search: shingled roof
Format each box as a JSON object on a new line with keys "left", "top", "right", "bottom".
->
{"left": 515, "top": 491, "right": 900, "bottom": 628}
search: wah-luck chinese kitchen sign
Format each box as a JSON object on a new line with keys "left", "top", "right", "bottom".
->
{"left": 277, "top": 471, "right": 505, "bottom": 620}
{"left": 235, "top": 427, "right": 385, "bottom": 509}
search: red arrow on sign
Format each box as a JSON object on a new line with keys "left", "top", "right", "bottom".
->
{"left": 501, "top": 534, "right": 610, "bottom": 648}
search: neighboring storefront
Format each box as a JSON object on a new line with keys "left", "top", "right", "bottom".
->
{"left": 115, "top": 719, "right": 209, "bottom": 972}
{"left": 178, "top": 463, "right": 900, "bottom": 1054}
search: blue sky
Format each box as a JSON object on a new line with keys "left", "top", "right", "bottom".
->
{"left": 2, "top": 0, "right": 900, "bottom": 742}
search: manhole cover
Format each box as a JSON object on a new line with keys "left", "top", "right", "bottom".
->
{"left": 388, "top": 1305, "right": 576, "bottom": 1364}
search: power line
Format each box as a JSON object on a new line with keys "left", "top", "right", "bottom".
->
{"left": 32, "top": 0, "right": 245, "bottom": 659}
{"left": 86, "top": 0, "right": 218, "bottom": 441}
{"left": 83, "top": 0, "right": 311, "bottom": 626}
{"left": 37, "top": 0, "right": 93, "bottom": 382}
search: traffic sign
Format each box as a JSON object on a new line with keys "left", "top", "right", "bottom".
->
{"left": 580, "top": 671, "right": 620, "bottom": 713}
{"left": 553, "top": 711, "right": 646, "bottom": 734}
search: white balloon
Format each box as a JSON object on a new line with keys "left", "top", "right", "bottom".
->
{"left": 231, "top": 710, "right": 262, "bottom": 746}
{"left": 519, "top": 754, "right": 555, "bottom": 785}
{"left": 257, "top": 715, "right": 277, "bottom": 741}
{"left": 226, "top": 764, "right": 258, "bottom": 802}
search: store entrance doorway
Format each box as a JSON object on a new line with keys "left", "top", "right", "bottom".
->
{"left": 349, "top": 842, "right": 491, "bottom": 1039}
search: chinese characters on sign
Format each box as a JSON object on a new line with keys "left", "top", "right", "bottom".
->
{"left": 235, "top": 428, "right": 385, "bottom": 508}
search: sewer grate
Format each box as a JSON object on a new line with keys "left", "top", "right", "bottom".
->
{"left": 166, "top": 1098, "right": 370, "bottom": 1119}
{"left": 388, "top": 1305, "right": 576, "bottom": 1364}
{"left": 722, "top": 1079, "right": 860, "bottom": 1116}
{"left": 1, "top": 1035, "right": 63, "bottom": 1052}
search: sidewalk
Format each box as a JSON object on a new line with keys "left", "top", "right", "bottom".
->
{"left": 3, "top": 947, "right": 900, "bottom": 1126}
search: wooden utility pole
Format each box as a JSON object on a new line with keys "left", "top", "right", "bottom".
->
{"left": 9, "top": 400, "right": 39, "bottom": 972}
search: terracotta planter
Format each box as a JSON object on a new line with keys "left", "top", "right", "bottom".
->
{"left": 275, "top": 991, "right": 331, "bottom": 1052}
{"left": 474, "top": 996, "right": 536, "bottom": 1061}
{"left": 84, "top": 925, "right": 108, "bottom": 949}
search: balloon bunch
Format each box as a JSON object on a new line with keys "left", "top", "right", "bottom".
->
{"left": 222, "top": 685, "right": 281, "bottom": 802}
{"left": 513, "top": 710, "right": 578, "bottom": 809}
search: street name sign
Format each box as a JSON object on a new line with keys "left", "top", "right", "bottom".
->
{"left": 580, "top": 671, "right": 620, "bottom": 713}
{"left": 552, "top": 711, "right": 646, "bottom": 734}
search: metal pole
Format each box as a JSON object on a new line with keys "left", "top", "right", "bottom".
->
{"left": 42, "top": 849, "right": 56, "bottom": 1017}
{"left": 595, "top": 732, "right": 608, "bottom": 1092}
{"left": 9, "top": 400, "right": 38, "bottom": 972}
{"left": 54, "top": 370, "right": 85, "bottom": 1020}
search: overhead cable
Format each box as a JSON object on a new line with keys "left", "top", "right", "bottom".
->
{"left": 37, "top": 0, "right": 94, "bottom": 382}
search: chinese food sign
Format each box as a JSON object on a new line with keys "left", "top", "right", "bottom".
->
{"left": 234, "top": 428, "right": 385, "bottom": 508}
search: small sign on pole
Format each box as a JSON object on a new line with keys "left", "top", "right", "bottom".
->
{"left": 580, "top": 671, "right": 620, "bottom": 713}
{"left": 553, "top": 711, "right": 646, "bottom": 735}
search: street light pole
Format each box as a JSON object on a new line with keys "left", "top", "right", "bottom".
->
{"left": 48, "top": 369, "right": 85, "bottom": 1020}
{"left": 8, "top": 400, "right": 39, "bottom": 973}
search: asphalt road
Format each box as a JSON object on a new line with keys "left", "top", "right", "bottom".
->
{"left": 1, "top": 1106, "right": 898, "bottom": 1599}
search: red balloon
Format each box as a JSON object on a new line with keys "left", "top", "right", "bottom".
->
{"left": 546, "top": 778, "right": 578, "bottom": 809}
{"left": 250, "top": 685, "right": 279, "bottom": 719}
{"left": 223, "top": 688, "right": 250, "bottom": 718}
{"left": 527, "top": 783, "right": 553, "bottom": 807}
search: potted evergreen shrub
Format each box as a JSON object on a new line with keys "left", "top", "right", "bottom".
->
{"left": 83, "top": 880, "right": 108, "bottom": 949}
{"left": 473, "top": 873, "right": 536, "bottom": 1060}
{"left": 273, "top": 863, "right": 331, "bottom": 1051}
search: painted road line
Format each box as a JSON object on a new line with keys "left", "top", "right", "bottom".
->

§ §

[REQUIRED WORK] Search the listing above for "road" and copy every line that has it.

[TASK ANSWER]
search: asphalt road
search: painted road line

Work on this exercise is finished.